**Exercises**.
A - List each numbered piece of clothing in the clothing-sale post below, with the price given for it.
B - Turn every line of the rows that follow the clothing-sale post into a numbered list. Leave out the blank lines.

**Excerpt**.
Tag Archives: weaving

Leslie’s Regrets Sale: Clothing From Chiapas and Oaxaca

I had this crazy idea of starting an on-line e-commerce website marketplace to sell and resell new and like-new Mexico clothing AND my own dress design.

(Skip the story, if you like, and scroll down to the goods.)

(I’ve been making and wearing the same dress pattern in different fabrics for the last several years. I thought, oh, I could make and sell these dresses too, because women have stopped to ask me where I bought  it!)

I bought a domain name and tried to set up a Shopify store for the last two weeks. I’m frustrated. I can’t seem to get it. Too complicated. Too much time invested without decent results. Not good enough to publish, yet.

Meanwhile, I promised my friend Leslie, who did more than what was required to support artisan weavers and dyers on trips she took with me to Chiapas and the Oaxaca coast, to help her sell what she bought and has not worn.  So, here are six beautiful pieces of clothing. You buy from me and Leslie ships to you from Denver, Colorado. Easy. You get it in a few days! See below on how to buy.

#1. San Antonino embroidered and crochet blouse in black and white

#1. SOLD. Flowers galore like a summer garden filled with pansies in a subdued palette of black, white with a tad of blue/gray for accent and depth. A masterful piece of embroidery work from one of the greats in the Oaxaca village of San Antonino Castillo Velasco. Brand new, never worn. Easy wash by hand or in machine on gentle, cold water, hang to dry. No ironing needed. Size Medium. $225 USD includes 3-day priority shipping in continental USA.

#1 detail of B&W San Antonino blusa

#2 San Mateo del Mar double-weave shawl, deep purple

#2. This stunning shawl was made on the back-strap loom in the Oaxaca Coast community of San Mateo del Mar. In 2017, the town was hit by an immense earthquake and the village was decimated. Many weavers suffered, losing their homes. We bought this at an earthquake relief sale on our Oaxaca Coast Textile Study Tour to benefit the weavers. It is 100% cotton and 100% made-by-hand. One-of-a-kind. For those of you who love graphic design and making a fashion impact, this shawl will fulfill all your wishes. Note: The shawl photographs black but it is a deep purple. New and never worn. 22-1/2″ wide x 75″ long. $200 includes 3-day priority USPS mailing in lower 48 states.

#2 has a beautiful drape, fine details

#3 Rayas Red and White, Chiapas back-strap loom

#3. This is a comfortable, 100% cotton blouse made on a back-strap loom from finest quality mercerized thread. It’s brand new and one-of-a-kind. The traditional design on the white stripes are added during the weaving process (not embroidered) and is called supplementary weft. Very fine and detailed needlework to embellish the neck and sleeves. We bought it at one of the best cooperatives in San Cristobal de Las Casas, Chiapas, where Mayan weavers create extraordinary textiles. Machine wash on gentle or hand wash and hang to dry. No need to iron! Measures 23-1/4″ wide across the front and 26″ long from the shoulder. Size M. $110 includes priority USPS 3-day shipping to 48 states.

**The records**.

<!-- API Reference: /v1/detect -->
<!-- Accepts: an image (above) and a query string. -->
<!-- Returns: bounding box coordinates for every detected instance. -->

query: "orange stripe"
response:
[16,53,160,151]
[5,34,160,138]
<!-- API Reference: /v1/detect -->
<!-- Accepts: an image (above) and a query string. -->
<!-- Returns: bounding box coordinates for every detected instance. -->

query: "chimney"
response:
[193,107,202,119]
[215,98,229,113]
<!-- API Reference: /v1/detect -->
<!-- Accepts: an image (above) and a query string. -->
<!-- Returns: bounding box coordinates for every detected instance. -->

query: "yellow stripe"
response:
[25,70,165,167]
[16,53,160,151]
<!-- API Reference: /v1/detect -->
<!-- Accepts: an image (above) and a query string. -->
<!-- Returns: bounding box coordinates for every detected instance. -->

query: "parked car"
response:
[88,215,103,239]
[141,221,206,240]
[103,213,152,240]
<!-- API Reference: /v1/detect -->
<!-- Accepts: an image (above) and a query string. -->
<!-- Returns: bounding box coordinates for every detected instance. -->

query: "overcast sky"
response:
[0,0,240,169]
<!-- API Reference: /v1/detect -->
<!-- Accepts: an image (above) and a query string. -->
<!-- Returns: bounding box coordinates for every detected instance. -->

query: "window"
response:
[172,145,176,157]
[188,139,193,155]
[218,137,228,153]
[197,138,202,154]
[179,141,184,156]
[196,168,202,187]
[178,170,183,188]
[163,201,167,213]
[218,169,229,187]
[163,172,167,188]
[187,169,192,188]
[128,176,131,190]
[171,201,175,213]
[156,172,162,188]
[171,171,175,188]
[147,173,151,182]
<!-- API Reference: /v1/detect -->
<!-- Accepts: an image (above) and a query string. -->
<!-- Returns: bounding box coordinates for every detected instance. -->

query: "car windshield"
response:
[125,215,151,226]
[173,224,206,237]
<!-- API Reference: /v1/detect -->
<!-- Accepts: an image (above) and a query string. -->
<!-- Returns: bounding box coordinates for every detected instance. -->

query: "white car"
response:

**Answers per task**.
A -
1. San Antonino embroidered and crochet blouse in black and white: $225 USD
2. San Mateo del Mar double-weave shawl, deep purple: $200
3. Rayas Red and White, Chiapas back-strap loom: $110

B -
1. <!-- API Reference: /v1/detect -->
2. <!-- Accepts: an image (above) and a query string. -->
3. <!-- Returns: bounding box coordinates for every detected instance. -->
4. query: "orange stripe"
5. response:
6. [16,53,160,151]
7. [5,34,160,138]
8. <!-- API Reference: /v1/detect -->
9. <!-- Accepts: an image (above) and a query string. -->
10. <!-- Returns: bounding box coordinates for every detected instance. -->
11. query: "chimney"
12. response:
13. [193,107,202,119]
14. [215,98,229,113]
15. <!-- API Reference: /v1/detect -->
16. <!-- Accepts: an image (above) and a query string. -->
17. <!-- Returns: bounding box coordinates for every detected instance. -->
18. query: "yellow stripe"
19. response:
20. [25,70,165,167]
21. [16,53,160,151]
22. <!-- API Reference: /v1/detect -->
23. <!-- Accepts: an image (above) and a query string. -->
24. <!-- Returns: bounding box coordinates for every detected instance. -->
25. query: "parked car"
26. response:
27. [88,215,103,239]
28. [141,221,206,240]
29. [103,213,152,240]
30. <!-- API Reference: /v1/detect -->
31. <!-- Accepts: an image (above) and a query string. -->
32. <!-- Returns: bounding box coordinates for every detected instance. -->
33. query: "overcast sky"
34. response:
35. [0,0,240,169]
36. <!-- API Reference: /v1/detect -->
37. <!-- Accepts: an image (above) and a query string. -->
38. <!-- Returns: bounding box coordinates for every detected instance. -->
39. query: "window"
40. response:
41. [172,145,176,157]
42. [188,139,193,155]
43. [218,137,228,153]
44. [197,138,202,154]
45. [179,141,184,156]
46. [196,168,202,187]
47. [178,170,183,188]
48. [163,201,167,213]
49. [218,169,229,187]
50. [163,172,167,188]
51. [187,169,192,188]
52. [128,176,131,190]
53. [171,201,175,213]
54. [156,172,162,188]
55. [171,171,175,188]
56. [147,173,151,182]
57. <!-- API Reference: /v1/detect -->
58. <!-- Accepts: an image (above) and a query string. -->
59. <!-- Returns: bounding box coordinates for every detected instance. -->
60. query: "car windshield"
61. response:
62. [125,215,151,226]
63. [173,224,206,237]
64. <!-- API Reference: /v1/detect -->
65. <!-- Accepts: an image (above) and a query string. -->
66. <!-- Returns: bounding box coordinates for every detected instance. -->
67. query: "white car"
68. response:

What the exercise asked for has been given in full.